══ Data excerpts

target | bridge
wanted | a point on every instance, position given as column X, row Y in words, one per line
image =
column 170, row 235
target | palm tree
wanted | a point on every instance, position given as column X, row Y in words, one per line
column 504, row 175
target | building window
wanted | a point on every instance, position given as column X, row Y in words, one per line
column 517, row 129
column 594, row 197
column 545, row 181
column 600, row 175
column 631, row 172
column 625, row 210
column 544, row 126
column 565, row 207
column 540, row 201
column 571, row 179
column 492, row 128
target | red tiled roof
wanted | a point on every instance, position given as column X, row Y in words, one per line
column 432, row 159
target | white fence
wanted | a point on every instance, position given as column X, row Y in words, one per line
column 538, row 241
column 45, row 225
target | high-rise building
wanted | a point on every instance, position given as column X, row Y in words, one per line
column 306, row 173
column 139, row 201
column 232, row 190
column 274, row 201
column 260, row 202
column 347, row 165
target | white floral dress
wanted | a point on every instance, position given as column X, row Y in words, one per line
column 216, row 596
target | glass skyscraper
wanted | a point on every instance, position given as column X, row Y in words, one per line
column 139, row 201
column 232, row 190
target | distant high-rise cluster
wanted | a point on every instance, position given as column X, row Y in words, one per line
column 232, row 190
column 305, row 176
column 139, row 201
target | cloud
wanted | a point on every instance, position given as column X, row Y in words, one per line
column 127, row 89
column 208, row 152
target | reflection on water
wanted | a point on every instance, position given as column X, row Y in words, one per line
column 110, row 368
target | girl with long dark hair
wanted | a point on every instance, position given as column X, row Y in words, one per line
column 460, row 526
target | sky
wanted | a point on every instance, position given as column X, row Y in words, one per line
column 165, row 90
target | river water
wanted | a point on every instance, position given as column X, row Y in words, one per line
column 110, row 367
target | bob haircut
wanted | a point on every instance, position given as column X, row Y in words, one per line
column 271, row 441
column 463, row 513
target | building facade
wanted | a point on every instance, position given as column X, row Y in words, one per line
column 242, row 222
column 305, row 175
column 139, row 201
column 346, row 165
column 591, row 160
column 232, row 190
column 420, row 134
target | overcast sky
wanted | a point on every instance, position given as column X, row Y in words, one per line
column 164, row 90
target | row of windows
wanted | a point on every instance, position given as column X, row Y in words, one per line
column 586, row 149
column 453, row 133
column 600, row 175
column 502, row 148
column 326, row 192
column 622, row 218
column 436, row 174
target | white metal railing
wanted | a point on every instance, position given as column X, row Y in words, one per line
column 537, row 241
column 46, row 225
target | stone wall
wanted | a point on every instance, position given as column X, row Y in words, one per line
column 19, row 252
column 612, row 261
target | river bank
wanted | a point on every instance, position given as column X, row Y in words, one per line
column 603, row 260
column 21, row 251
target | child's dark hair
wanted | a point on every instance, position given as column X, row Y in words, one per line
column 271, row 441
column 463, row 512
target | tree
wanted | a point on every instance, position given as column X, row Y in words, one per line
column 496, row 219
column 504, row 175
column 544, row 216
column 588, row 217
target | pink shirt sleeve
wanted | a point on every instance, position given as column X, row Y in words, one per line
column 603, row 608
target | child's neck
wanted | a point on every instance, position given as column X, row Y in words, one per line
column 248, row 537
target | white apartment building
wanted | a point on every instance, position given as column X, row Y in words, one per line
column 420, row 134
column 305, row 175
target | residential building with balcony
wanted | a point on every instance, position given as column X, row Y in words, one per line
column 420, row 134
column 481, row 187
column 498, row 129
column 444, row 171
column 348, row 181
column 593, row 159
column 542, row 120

════

- **Task requirements**
The answer must be a verbatim transcription of the entries above, from the first line through the line that contains "target | red tiled roof", and nothing more.

- **Your response**
target | bridge
wanted | a point on every instance, position given as column X, row Y in words, one per line
image =
column 170, row 235
target | palm tree
wanted | a point on every instance, position given as column X, row Y in words, one per line
column 504, row 175
target | building window
wanted | a point on every instance, position given as column X, row Y in words, one per line
column 517, row 129
column 594, row 197
column 545, row 181
column 600, row 175
column 631, row 172
column 625, row 210
column 544, row 126
column 565, row 207
column 540, row 201
column 571, row 179
column 492, row 128
target | red tiled roof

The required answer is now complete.